→ **Exercise**
For each line of the listing below that contains the string "target", copy the line.

*** Opening Dataset extract ***

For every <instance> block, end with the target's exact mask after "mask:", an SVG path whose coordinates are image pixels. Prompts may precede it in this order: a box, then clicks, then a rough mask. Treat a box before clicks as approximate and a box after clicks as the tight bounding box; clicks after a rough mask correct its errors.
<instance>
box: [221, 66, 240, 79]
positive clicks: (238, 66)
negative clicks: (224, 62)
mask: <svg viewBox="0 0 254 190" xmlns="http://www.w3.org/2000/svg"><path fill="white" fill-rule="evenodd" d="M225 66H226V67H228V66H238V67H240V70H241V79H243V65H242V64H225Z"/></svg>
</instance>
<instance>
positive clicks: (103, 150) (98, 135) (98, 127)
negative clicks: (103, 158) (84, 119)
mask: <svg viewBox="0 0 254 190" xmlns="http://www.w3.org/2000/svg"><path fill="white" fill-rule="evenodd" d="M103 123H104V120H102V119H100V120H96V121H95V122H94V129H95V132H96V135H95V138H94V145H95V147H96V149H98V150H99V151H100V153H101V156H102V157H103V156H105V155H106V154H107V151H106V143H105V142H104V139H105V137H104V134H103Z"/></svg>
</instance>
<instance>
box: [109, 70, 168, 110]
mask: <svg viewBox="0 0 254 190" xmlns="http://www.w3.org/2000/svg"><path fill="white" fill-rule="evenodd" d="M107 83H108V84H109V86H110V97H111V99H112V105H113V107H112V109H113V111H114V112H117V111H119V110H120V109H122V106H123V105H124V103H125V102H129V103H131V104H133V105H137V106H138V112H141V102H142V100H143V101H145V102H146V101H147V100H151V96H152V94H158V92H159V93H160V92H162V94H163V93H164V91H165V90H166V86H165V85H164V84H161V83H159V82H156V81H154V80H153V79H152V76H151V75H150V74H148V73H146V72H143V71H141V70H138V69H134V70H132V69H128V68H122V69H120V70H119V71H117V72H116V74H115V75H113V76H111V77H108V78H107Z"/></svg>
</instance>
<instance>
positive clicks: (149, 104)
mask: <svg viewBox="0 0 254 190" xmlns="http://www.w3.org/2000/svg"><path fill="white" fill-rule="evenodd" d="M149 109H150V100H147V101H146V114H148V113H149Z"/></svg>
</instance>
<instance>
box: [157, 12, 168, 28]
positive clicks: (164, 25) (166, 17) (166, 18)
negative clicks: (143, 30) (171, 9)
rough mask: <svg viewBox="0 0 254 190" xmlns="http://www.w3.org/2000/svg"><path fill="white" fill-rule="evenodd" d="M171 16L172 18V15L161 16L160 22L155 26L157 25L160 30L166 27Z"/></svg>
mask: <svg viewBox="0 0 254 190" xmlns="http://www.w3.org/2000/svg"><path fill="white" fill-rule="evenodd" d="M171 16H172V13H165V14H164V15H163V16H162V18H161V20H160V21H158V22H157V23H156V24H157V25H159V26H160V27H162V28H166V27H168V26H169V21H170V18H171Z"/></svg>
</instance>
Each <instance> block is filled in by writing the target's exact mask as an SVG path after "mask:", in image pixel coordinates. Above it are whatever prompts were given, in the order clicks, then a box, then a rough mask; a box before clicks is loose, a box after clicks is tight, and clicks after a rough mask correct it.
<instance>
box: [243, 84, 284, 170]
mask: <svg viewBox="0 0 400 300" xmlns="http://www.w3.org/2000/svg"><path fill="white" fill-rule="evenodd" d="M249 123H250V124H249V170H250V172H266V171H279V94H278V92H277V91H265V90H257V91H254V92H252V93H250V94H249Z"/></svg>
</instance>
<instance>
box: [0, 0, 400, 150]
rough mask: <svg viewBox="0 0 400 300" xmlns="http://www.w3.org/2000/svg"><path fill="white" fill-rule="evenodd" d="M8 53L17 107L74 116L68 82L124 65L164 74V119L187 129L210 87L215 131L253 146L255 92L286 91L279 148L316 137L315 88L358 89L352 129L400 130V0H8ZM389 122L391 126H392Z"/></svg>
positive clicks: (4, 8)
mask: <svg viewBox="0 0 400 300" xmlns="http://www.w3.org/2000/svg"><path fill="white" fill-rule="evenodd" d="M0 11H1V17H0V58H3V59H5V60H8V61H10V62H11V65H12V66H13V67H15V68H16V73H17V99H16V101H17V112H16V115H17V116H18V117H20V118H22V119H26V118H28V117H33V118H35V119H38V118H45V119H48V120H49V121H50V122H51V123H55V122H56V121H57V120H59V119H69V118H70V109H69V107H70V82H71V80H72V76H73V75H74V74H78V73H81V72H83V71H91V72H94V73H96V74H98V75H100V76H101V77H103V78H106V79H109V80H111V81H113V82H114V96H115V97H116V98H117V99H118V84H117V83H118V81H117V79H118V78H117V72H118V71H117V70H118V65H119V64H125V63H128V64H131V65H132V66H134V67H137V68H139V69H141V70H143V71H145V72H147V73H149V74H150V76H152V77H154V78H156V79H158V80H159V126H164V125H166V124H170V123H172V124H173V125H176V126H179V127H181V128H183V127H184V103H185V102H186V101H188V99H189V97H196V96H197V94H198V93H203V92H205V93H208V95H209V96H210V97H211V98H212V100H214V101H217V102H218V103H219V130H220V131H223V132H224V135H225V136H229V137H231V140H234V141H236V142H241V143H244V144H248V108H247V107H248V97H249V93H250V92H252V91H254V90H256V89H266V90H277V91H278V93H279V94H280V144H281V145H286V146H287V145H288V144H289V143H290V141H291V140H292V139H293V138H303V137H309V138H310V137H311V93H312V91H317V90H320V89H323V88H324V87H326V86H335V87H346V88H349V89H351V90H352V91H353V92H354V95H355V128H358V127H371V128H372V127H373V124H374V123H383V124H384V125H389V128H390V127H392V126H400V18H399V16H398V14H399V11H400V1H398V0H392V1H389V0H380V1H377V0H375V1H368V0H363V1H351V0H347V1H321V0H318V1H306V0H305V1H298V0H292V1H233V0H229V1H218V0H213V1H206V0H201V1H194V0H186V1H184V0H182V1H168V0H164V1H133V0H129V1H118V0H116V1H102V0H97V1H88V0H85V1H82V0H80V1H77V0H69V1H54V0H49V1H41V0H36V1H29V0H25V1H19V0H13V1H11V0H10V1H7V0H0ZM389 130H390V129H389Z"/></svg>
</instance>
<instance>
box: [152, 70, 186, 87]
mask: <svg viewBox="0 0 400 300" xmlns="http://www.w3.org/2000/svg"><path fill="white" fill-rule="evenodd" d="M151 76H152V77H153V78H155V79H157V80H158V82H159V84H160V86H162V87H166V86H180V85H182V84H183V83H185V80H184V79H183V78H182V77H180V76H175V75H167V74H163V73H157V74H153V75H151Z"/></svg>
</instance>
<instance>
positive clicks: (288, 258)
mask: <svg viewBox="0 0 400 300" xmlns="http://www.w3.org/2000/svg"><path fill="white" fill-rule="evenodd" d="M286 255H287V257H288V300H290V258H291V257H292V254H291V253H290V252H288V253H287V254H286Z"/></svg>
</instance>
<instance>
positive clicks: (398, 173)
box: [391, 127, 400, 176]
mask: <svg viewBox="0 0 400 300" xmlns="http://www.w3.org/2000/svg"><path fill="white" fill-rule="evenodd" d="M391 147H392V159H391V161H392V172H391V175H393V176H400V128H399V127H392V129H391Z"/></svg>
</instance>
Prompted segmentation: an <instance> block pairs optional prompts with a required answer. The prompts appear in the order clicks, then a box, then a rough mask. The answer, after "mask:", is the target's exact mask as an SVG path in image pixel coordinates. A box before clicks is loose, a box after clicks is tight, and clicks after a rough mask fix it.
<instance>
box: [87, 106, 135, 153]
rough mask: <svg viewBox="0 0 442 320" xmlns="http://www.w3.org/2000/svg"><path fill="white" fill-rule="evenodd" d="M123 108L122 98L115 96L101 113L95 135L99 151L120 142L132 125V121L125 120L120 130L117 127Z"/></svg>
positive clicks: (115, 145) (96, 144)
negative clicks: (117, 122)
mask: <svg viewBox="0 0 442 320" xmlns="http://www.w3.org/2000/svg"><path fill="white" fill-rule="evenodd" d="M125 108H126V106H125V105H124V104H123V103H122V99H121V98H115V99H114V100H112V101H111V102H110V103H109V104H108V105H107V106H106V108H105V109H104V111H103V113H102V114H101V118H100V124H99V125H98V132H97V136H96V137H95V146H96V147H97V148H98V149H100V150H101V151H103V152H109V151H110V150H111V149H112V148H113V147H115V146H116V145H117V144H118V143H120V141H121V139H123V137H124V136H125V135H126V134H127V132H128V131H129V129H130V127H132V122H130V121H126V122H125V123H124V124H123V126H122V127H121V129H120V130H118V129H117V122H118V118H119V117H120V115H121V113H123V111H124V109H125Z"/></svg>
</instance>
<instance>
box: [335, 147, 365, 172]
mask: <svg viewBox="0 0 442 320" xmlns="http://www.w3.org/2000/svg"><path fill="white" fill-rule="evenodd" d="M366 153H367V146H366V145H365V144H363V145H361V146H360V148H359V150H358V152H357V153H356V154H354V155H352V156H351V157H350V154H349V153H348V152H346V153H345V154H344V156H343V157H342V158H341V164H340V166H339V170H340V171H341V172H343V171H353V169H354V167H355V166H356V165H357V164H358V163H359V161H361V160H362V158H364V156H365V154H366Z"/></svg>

*** Closing Dataset extract ***

→ **Solution to the problem**
For every <instance> block, end with the target's exact mask after "mask:", an SVG path whose coordinates are image pixels. Prompts may precede it in this order: a box, then clicks, then a rough mask. Treat a box before clicks as approximate and a box after clicks as the tight bounding box; clicks after a rough mask correct its errors.
Each <instance> block is filled in by writing the target's exact mask as an SVG path after "mask:", in image pixel coordinates. Above it are whatever prompts were given, in the order clicks, then a box, then a rough mask; a box before clicks is loose, a box after clicks is tight, and clicks after a rough mask correct it.
Prompted segmentation: an <instance> block pairs optional prompts with a required answer. The prompts appear in the order clicks, then a box, then a rough mask. The answer, after "mask:", is the target's exact mask as an SVG path in image pixel coordinates. A box before clicks is loose, a box after clicks is tight, and clicks after a rough mask fix it.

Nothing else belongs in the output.